Task:
Copy the records again, starting at the line that contains "Track-and-sign request: indicate each instance of the shower" and stopping after the line that contains "x=273, y=269", with the request lines left as they are. Multiply every x and y coordinate in the answers by 1.45 and round to whole numbers, with halves rounded up.

Data pulled from a collection:
·····

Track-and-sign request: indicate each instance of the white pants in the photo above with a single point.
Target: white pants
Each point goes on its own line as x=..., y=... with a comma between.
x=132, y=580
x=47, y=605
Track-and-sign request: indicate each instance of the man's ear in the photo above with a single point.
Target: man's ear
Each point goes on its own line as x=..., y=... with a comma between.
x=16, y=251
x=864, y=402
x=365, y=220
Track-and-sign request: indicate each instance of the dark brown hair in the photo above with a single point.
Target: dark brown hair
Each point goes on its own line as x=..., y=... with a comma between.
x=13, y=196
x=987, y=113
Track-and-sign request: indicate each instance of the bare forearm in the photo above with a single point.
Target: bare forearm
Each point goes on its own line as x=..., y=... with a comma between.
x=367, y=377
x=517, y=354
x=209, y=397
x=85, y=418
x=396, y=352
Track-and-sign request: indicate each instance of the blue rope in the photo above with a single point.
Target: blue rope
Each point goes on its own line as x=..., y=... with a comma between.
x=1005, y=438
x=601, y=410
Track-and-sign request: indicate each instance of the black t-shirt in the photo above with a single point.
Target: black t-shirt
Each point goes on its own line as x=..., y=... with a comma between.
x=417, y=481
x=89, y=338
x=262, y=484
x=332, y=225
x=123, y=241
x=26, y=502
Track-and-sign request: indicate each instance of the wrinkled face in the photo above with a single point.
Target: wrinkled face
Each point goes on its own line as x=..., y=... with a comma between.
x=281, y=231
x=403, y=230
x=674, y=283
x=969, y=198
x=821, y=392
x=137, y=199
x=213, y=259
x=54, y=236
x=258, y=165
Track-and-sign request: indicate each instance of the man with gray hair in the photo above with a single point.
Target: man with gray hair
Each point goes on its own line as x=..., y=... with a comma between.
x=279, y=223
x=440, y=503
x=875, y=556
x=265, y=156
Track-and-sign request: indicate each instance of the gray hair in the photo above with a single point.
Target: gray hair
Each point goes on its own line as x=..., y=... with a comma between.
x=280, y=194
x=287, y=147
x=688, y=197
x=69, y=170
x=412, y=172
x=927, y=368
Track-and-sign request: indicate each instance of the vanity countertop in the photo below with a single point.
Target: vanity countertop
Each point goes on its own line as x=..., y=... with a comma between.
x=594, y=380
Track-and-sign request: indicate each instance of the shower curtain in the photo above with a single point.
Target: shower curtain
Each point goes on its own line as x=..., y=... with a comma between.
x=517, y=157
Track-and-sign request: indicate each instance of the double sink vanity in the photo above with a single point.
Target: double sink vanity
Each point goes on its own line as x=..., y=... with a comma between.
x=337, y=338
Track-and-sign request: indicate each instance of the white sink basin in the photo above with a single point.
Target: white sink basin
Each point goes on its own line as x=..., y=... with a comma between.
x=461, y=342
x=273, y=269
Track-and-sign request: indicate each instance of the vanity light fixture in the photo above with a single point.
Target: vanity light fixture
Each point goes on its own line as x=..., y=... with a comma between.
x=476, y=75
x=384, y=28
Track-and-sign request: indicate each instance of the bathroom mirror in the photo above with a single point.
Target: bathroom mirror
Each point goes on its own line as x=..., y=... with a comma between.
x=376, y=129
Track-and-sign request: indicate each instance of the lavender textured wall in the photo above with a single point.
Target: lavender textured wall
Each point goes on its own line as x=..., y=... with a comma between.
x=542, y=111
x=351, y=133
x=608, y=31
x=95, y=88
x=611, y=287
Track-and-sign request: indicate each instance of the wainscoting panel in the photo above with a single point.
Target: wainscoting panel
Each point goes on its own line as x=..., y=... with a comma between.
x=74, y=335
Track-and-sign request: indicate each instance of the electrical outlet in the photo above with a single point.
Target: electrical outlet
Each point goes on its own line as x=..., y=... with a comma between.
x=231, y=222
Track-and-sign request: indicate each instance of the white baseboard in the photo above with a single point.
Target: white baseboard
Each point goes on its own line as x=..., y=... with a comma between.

·····

Response to the task:
Track-and-sign request: indicate each instance of the shower curtain in the photo above with a single point.
Target: shower curtain
Each point goes on its own line as x=..., y=... with a comma between.
x=750, y=228
Track-and-sign request: indicate each instance of the double sink vanity in the photo above with a single point.
Target: double sink vanity
Each point goes on its own line as x=..., y=... with a comma between.
x=489, y=490
Track-and-sign request: indicate each instance of the white sink basin in the photo above with a single point.
Target: white sink basin
Each point goes on its own line as x=..., y=... with a comma between.
x=668, y=496
x=396, y=390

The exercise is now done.